Hola buen día para ver los archivos Djvu, instalas el siguiente programa: http://djvu.sourceforge.net

También este te puede servir:

http://windjview.sourceforge.net

alex2040r has pensado en replicar una Phonic son bastantes sencillas de armar, incluso el panel de la Powerpod es excelente para una mini consola.

MK.


----------



## Alex2040bR (Mar 8, 2016)

locodelafonola dijo:


> bueno ., che el archivo esta en un programa que tiene extencion .Djvu., que no tengo idea que programa es ., pero te baje las imagenes y te las comprimi .RAR ., aparte tiene razon en lo que te dice FOGO



No se pueden agrandar bien, pero están mucho mejores que las que subí 
Al menos ya tengo una idea de cómo está compuesta  muchas gracias 



Fogonazo dijo:


> https://www.forosdeelectronica.com/...cador-triple-tono-micro-linea-mezclada-10142/



     Creo que aunque hace poco que he regresado, ya me conoces lo suficiente 

Me has ganado, al leer :estudiando: el hilo completo  ya estoy casi convencido.

_Las preguntas son:_

¿El propuesto por la página colombiana no funciona, al igual que el pre que había copiado yo?

¿Me baso únicamente en el aporte de *tupolev* de la página 1? https://www.forosdeelectronica.com/attachment.php?attachmentid=3809&d=1191918414
Es que hay muchas versiones un poco distintas...
Leí que muchos la modificaban y luego tenían problemas  por la transferencia no hay cuidado, 
sé que debe verse tal cual como se vería a tras luz el cobre. Y por el tamaño veré cuánto hay que modificar...
También que hay que agregar unas resistencias en caso de cambiar los OP.

¿Qué modificación le debería hacer a la entrada de mic, para conectar directo el XLR?
Esa es la gracia de hacer un nuevo circuito, para no-balanceado tengo el otro 

Saludos


----------



## Alex2040bR (Mar 10, 2016)

Hola gente, he vuelto con circuitos varios. Me gustaría que me orientaran a ver cual funcionaría mejor para el propósito que necesito.

Monitor (auriculares) ¿Es mejor conectarlos directo a la salida de la pc o al pre, si fuera al pre se conecta directo a su salida (paralelo a la señal que entrará en la pc), o se coloca otro pre especialmente para auriculares?

● MATERIAL DE ORIGEN

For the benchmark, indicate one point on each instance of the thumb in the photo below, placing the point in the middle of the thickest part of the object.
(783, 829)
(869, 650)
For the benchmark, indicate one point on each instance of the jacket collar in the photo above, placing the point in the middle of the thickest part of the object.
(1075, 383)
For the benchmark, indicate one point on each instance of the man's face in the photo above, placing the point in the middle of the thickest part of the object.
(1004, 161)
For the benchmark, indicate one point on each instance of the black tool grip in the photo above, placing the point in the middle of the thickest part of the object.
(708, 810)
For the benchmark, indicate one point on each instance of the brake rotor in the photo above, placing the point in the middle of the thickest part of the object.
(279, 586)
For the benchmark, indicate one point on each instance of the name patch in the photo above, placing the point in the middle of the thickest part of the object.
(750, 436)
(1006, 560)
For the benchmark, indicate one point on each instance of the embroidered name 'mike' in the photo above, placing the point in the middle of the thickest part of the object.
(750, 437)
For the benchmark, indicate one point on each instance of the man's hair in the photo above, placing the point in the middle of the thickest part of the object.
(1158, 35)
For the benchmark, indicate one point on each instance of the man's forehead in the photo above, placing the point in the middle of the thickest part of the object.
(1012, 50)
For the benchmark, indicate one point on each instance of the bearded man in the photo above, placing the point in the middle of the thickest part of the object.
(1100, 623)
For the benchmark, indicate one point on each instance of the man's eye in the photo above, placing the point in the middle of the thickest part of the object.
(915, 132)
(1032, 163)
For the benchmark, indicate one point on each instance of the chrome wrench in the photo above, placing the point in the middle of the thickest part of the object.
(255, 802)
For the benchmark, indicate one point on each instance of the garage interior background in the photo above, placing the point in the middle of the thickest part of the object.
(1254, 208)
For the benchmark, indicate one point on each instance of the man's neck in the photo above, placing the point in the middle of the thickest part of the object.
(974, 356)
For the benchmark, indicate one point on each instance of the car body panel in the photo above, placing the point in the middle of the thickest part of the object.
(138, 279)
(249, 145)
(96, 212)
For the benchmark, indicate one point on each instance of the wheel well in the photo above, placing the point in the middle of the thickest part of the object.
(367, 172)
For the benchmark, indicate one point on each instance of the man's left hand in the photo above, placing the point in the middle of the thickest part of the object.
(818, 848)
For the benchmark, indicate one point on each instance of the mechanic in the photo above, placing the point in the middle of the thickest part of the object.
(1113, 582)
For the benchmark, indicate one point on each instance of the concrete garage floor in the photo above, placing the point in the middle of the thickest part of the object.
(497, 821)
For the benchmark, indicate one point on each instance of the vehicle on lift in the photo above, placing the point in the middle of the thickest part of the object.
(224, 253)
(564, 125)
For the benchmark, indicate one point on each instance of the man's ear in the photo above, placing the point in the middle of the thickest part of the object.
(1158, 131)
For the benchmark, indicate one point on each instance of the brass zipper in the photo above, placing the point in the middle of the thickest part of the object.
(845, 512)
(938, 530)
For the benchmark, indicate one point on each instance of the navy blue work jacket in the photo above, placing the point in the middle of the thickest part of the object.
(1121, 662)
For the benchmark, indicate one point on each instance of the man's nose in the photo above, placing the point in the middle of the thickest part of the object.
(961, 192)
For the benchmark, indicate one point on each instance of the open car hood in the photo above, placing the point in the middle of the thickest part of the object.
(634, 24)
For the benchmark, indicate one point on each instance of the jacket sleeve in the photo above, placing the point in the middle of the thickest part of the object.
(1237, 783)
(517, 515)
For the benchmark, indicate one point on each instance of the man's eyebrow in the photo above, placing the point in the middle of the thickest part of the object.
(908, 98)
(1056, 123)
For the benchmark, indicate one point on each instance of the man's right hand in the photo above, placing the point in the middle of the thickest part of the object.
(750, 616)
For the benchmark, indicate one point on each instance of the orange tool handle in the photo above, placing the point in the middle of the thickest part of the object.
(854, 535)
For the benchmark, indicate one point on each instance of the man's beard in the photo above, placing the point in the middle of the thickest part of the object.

● INSTRUCCIONES DE LA TAREA
Reproduce sin cambios el fragmento del texto de lectura que va desde "## Alex2040bR (Mar 10, 2016)" hasta "propósito que necesito.", ambos incluidos.

● RESULTADO
## Alex2040bR (Mar 10, 2016)

Hola gente, he vuelto con circuitos varios. Me gustaría que me orientaran a ver cual funcionaría mejor para el propósito que necesito.